Information supplied section start
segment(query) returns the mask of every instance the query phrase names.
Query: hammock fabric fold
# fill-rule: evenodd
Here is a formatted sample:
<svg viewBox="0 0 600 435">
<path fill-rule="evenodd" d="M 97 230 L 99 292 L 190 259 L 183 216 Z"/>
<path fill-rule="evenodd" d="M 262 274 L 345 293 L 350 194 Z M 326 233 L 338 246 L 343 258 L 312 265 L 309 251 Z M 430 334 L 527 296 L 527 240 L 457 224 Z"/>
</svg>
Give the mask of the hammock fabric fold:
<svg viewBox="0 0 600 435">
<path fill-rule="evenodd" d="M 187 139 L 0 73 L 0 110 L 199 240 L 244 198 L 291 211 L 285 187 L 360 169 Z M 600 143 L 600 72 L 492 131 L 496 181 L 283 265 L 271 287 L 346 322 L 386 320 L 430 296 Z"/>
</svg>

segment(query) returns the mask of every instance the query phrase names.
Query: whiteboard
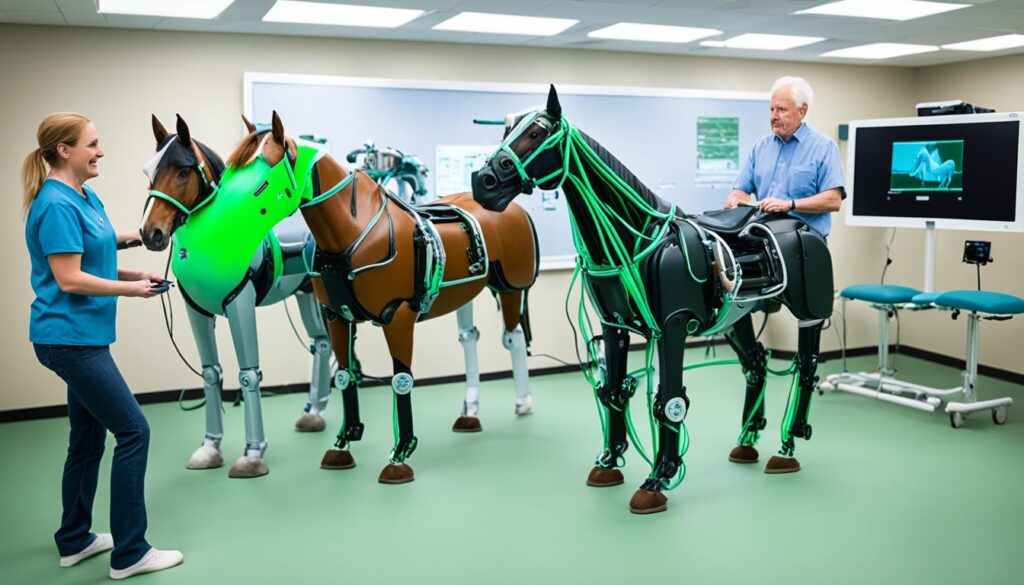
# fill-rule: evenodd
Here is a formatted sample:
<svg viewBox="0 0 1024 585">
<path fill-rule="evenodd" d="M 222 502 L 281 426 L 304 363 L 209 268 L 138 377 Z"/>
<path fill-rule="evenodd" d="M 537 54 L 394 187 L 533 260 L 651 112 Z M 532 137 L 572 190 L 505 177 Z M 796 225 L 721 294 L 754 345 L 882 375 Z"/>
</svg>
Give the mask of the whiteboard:
<svg viewBox="0 0 1024 585">
<path fill-rule="evenodd" d="M 722 206 L 731 184 L 698 174 L 698 119 L 736 118 L 739 160 L 767 134 L 764 92 L 557 85 L 566 116 L 621 160 L 651 191 L 687 213 Z M 335 156 L 373 140 L 416 155 L 427 165 L 428 189 L 451 194 L 465 184 L 467 165 L 493 152 L 500 126 L 473 119 L 503 119 L 545 103 L 548 86 L 246 73 L 244 111 L 269 122 L 276 110 L 292 136 L 327 138 Z M 736 169 L 738 170 L 738 169 Z M 728 175 L 726 176 L 727 179 Z M 438 181 L 440 179 L 440 182 Z M 440 185 L 441 189 L 438 189 Z M 516 203 L 537 228 L 541 269 L 573 265 L 569 214 L 563 193 L 534 191 Z"/>
</svg>

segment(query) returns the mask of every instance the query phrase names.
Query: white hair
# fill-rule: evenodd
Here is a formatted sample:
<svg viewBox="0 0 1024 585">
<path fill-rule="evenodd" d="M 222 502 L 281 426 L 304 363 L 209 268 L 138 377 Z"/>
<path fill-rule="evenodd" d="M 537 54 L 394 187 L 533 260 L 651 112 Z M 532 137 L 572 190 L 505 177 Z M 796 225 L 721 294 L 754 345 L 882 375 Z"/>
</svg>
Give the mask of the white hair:
<svg viewBox="0 0 1024 585">
<path fill-rule="evenodd" d="M 793 97 L 793 101 L 796 102 L 796 107 L 800 108 L 804 104 L 810 109 L 811 104 L 814 102 L 814 90 L 811 88 L 811 84 L 807 83 L 807 80 L 803 77 L 780 77 L 775 80 L 772 84 L 772 94 L 779 91 L 780 89 L 789 89 L 789 95 Z"/>
</svg>

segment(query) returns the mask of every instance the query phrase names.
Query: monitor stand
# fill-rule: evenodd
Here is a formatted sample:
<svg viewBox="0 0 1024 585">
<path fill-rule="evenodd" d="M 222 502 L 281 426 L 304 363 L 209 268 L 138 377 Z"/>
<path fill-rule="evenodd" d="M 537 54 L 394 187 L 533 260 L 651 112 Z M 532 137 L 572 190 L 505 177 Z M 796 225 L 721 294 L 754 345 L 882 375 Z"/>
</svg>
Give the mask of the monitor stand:
<svg viewBox="0 0 1024 585">
<path fill-rule="evenodd" d="M 935 292 L 935 222 L 924 222 L 924 291 Z"/>
</svg>

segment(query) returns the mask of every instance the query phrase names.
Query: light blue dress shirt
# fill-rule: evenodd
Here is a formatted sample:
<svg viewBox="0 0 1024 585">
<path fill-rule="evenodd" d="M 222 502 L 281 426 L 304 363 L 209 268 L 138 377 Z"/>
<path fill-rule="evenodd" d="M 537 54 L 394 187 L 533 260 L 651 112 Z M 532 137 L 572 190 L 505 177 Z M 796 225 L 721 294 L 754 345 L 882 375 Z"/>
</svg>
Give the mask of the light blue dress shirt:
<svg viewBox="0 0 1024 585">
<path fill-rule="evenodd" d="M 769 134 L 754 144 L 750 158 L 736 178 L 734 188 L 758 200 L 803 199 L 829 189 L 839 189 L 846 197 L 846 182 L 839 163 L 839 147 L 821 132 L 801 124 L 783 142 Z M 831 213 L 800 213 L 798 217 L 823 236 L 832 231 Z"/>
</svg>

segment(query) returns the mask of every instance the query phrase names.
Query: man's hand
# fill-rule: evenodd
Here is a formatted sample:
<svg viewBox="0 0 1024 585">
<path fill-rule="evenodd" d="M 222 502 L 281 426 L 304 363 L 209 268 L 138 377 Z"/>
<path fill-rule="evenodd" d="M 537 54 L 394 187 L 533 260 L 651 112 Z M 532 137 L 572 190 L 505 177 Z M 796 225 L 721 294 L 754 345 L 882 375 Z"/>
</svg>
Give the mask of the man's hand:
<svg viewBox="0 0 1024 585">
<path fill-rule="evenodd" d="M 761 211 L 764 213 L 788 213 L 793 202 L 790 199 L 778 199 L 769 197 L 761 202 Z"/>
<path fill-rule="evenodd" d="M 739 189 L 733 189 L 732 193 L 729 193 L 729 196 L 725 198 L 725 205 L 723 207 L 726 209 L 732 209 L 743 203 L 750 203 L 750 201 L 751 197 L 748 193 L 744 193 Z"/>
</svg>

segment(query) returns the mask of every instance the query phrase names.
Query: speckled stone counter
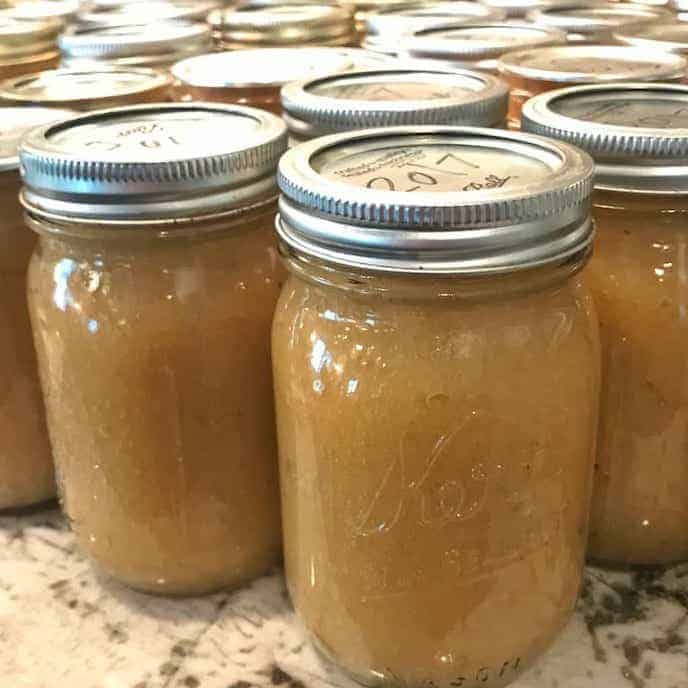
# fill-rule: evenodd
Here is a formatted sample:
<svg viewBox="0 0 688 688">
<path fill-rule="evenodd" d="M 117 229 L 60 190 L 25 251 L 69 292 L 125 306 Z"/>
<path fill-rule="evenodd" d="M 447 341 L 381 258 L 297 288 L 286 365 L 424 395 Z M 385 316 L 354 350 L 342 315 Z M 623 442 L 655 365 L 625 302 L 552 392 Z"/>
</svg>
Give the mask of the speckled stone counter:
<svg viewBox="0 0 688 688">
<path fill-rule="evenodd" d="M 514 688 L 688 688 L 688 566 L 590 568 L 551 651 Z M 167 600 L 94 574 L 56 511 L 0 518 L 0 688 L 351 688 L 314 656 L 279 572 Z"/>
</svg>

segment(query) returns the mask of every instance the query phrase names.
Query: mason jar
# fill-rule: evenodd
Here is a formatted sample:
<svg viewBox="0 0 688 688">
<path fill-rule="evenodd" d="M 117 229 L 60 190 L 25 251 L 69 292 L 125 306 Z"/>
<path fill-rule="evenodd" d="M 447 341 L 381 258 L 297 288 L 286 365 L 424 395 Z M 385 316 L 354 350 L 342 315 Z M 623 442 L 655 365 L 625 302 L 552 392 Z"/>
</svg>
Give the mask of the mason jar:
<svg viewBox="0 0 688 688">
<path fill-rule="evenodd" d="M 47 108 L 2 109 L 0 133 L 0 509 L 55 497 L 53 459 L 45 425 L 36 353 L 26 307 L 26 273 L 35 237 L 19 204 L 22 136 L 32 127 L 69 117 Z"/>
<path fill-rule="evenodd" d="M 401 124 L 503 126 L 509 91 L 489 74 L 386 67 L 294 82 L 282 88 L 293 142 Z"/>
<path fill-rule="evenodd" d="M 285 146 L 273 115 L 210 104 L 100 110 L 23 143 L 61 498 L 81 548 L 134 588 L 206 593 L 280 558 L 269 341 Z"/>
<path fill-rule="evenodd" d="M 142 68 L 55 69 L 0 82 L 0 105 L 99 110 L 170 99 L 169 74 Z"/>
<path fill-rule="evenodd" d="M 141 24 L 150 27 L 158 22 L 180 20 L 204 22 L 219 5 L 219 0 L 147 0 L 109 6 L 86 3 L 73 23 L 104 28 Z"/>
<path fill-rule="evenodd" d="M 178 100 L 238 103 L 280 115 L 282 86 L 353 66 L 337 48 L 257 48 L 190 57 L 172 67 L 172 76 Z"/>
<path fill-rule="evenodd" d="M 57 67 L 58 19 L 17 19 L 0 10 L 0 80 Z"/>
<path fill-rule="evenodd" d="M 280 162 L 286 573 L 315 646 L 364 684 L 504 686 L 571 615 L 598 413 L 592 173 L 566 144 L 439 126 Z"/>
<path fill-rule="evenodd" d="M 531 10 L 571 4 L 571 0 L 480 0 L 480 2 L 488 7 L 504 10 L 509 19 L 524 19 Z"/>
<path fill-rule="evenodd" d="M 688 55 L 688 24 L 672 22 L 625 28 L 614 33 L 614 39 L 624 45 L 647 50 Z"/>
<path fill-rule="evenodd" d="M 615 81 L 682 81 L 688 62 L 680 55 L 624 45 L 568 45 L 507 53 L 498 62 L 509 84 L 509 119 L 520 126 L 521 107 L 538 93 L 577 84 Z"/>
<path fill-rule="evenodd" d="M 590 556 L 687 560 L 688 88 L 562 89 L 530 101 L 523 124 L 597 163 L 587 279 L 602 328 L 602 392 Z"/>
</svg>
Information supplied section end
Work to complete. Up to and including the line with "97 230 L 99", repeat the data exactly, starting from its first line; nothing else belongs in the response.

Task answer.
segment(query) returns the mask of every instance the query phrase names.
Query: hammock fabric fold
# fill-rule: evenodd
Here is a formatted sample:
<svg viewBox="0 0 600 435">
<path fill-rule="evenodd" d="M 97 230 L 99 292 L 190 259 L 183 216 Z"/>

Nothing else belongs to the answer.